===== Texto citado

É difícil dizer, porque o próprio presidente Trump, na locução dele na quarta-feira (2), não fez nenhuma referência a negociações ou a prazos para que elas aconteçam. A única coisa que é dita é que essas tarifas ficarão em vigor até que a questão do déficit comercial e das tarifas recíprocas seja, de alguma forma, resolvida ou mitigada. Isso significa que não está muito claro qual será o papel das negociações nem como elas serão conduzidas. Porque, como a medida é horizontal — não é [aplicada] produto a produto, nem é setorial — é difícil entender exatamente o que se espera como resultado dessas negociações. E vamos considerar que as tarifas adicionais que estão sendo implementadas obedecem a uma matemática muito rudimentar e que dificilmente servirá de base para nortear as negociações que eventualmente venham a acontecer.

==========
===== Entradas fornecidas

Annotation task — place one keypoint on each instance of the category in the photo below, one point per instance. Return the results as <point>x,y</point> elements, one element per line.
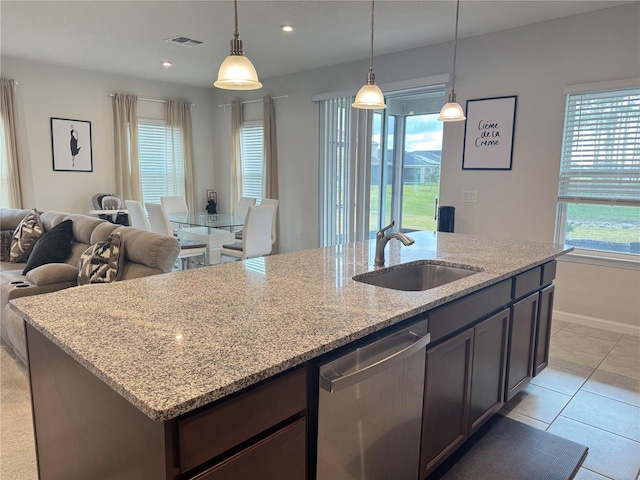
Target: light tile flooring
<point>589,393</point>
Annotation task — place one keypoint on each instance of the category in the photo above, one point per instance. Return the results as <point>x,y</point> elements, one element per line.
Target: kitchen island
<point>141,379</point>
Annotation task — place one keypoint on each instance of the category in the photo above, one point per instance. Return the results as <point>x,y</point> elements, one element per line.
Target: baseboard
<point>597,323</point>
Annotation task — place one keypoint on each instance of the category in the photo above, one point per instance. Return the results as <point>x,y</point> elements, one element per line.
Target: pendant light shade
<point>370,96</point>
<point>237,72</point>
<point>452,111</point>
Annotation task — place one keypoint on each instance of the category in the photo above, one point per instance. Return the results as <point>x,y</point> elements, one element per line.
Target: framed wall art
<point>488,133</point>
<point>71,145</point>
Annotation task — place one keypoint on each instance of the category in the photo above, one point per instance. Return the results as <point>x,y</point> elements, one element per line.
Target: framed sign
<point>488,133</point>
<point>71,145</point>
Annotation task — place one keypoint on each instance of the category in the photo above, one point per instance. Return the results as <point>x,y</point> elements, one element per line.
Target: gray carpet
<point>504,449</point>
<point>17,449</point>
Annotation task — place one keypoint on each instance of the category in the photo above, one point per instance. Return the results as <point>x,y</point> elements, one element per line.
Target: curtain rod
<point>253,101</point>
<point>150,99</point>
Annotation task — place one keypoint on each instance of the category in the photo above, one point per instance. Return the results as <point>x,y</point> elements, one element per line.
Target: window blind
<point>251,136</point>
<point>600,160</point>
<point>161,162</point>
<point>4,169</point>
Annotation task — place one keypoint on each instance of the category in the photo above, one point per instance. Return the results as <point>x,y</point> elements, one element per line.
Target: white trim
<point>610,259</point>
<point>602,86</point>
<point>597,323</point>
<point>433,81</point>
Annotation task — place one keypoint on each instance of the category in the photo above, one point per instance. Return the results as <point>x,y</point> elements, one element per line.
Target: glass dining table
<point>214,230</point>
<point>204,219</point>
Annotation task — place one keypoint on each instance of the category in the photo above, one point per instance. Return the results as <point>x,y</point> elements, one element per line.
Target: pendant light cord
<point>236,34</point>
<point>455,49</point>
<point>371,46</point>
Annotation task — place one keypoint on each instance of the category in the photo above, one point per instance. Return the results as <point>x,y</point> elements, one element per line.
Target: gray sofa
<point>145,253</point>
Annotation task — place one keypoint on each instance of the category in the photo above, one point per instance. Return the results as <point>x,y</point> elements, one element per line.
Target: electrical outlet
<point>470,196</point>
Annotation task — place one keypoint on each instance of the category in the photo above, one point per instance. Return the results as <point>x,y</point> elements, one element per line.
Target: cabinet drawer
<point>215,430</point>
<point>548,272</point>
<point>526,282</point>
<point>460,313</point>
<point>280,456</point>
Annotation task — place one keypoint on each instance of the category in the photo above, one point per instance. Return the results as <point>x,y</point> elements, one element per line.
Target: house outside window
<point>252,152</point>
<point>161,161</point>
<point>599,188</point>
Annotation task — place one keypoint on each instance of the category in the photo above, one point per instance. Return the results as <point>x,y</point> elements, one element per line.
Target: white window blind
<point>600,161</point>
<point>161,161</point>
<point>251,136</point>
<point>4,169</point>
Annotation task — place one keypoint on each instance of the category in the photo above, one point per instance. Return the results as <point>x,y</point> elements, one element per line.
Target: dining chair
<point>256,239</point>
<point>266,201</point>
<point>241,211</point>
<point>159,223</point>
<point>137,217</point>
<point>174,204</point>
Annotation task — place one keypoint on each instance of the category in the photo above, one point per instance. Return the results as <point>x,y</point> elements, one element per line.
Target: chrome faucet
<point>382,240</point>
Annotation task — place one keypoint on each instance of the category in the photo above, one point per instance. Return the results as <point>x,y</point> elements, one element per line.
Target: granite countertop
<point>171,343</point>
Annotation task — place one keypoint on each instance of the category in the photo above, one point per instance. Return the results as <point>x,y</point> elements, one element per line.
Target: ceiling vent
<point>184,41</point>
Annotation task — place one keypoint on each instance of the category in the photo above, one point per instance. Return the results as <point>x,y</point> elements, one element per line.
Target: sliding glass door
<point>406,153</point>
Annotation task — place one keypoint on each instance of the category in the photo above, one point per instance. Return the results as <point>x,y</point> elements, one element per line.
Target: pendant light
<point>237,72</point>
<point>452,111</point>
<point>370,96</point>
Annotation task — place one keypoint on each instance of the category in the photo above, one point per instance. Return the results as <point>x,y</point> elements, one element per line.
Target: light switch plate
<point>470,196</point>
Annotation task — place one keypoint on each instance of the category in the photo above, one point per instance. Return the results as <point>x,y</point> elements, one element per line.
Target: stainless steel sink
<point>416,276</point>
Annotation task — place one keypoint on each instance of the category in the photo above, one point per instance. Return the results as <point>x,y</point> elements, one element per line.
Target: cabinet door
<point>489,360</point>
<point>521,341</point>
<point>280,456</point>
<point>543,332</point>
<point>446,400</point>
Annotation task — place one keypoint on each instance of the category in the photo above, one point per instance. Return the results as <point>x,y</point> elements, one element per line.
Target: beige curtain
<point>236,153</point>
<point>178,118</point>
<point>125,130</point>
<point>270,154</point>
<point>10,129</point>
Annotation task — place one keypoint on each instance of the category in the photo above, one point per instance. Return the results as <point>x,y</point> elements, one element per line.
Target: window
<point>4,169</point>
<point>379,167</point>
<point>251,139</point>
<point>161,161</point>
<point>599,188</point>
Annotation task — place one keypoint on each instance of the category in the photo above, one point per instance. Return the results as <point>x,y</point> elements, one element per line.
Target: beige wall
<point>46,91</point>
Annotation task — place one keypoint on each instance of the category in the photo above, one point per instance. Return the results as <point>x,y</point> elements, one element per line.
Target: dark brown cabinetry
<point>463,387</point>
<point>489,361</point>
<point>445,416</point>
<point>524,314</point>
<point>543,331</point>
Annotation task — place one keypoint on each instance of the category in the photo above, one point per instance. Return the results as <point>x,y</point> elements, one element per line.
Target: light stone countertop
<point>174,342</point>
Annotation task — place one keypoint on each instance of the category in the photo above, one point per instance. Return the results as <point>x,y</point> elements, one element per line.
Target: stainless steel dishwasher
<point>370,408</point>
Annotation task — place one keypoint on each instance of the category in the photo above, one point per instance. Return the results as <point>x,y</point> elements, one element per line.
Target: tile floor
<point>589,393</point>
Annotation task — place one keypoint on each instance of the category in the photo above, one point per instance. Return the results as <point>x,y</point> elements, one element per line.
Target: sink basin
<point>416,276</point>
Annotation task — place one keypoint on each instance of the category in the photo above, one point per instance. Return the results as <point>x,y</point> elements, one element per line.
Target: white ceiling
<point>126,37</point>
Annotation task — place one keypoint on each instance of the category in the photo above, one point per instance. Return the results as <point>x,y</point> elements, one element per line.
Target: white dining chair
<point>137,217</point>
<point>256,239</point>
<point>159,223</point>
<point>266,201</point>
<point>241,211</point>
<point>174,204</point>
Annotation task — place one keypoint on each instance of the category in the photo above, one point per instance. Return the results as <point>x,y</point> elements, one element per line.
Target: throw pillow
<point>53,247</point>
<point>25,236</point>
<point>5,245</point>
<point>102,262</point>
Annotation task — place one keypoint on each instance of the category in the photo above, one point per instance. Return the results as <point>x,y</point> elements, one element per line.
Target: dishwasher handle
<point>339,381</point>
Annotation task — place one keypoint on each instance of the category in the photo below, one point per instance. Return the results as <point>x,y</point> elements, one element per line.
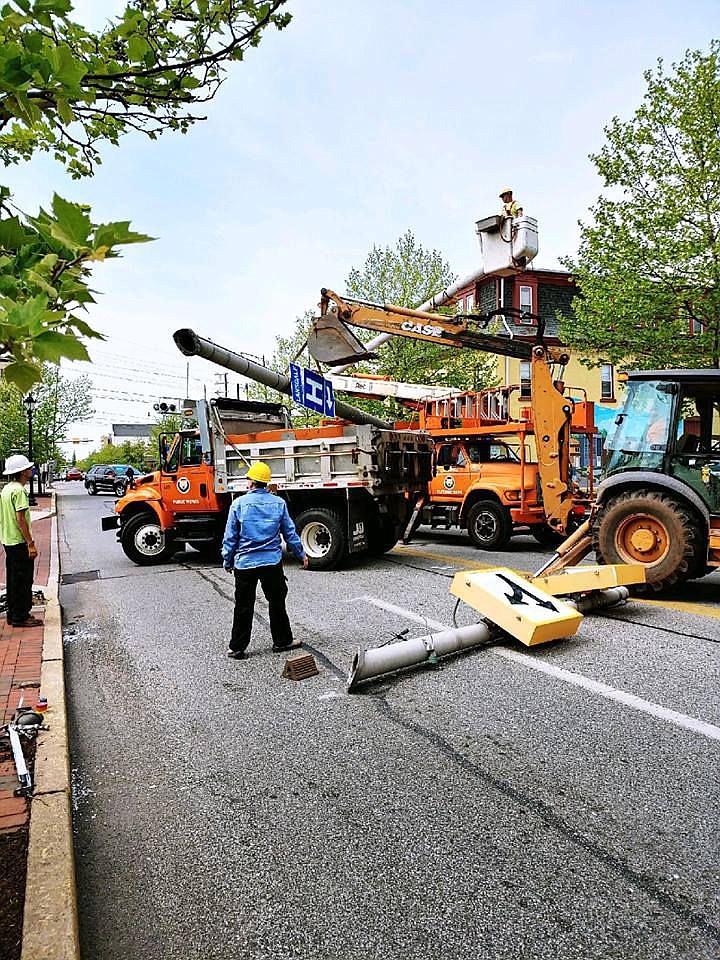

==========

(Instrução 1) Resuma o texto citado em duas frases.
(Instrução 2) Reproduza o trecho do texto citado, começando nas palavras "É difícil dizer, porque" e terminando após as palavras "venham a acontecer.".
Baseie-se somente no texto citado.

(Resultado da tarefa 1) Em sua locução, o presidente Trump não fez referência a negociações ou a prazos e disse apenas que as tarifas ficarão em vigor até que a questão do déficit comercial e das tarifas recíprocas seja resolvida ou mitigada. Como a medida é horizontal e as tarifas adicionais seguem uma matemática rudimentar, não está claro qual será o papel das negociações nem o que se espera delas.

(Resultado da tarefa 2)
É difícil dizer, porque o próprio presidente Trump, na locução dele na quarta-feira (2), não fez nenhuma referência a negociações ou a prazos para que elas aconteçam. A única coisa que é dita é que essas tarifas ficarão em vigor até que a questão do déficit comercial e das tarifas recíprocas seja, de alguma forma, resolvida ou mitigada. Isso significa que não está muito claro qual será o papel das negociações nem como elas serão conduzidas. Porque, como a medida é horizontal — não é [aplicada] produto a produto, nem é setorial — é difícil entender exatamente o que se espera como resultado dessas negociações. E vamos considerar que as tarifas adicionais que estão sendo implementadas obedecem a uma matemática muito rudimentar e que dificilmente servirá de base para nortear as negociações que eventualmente venham a acontecer.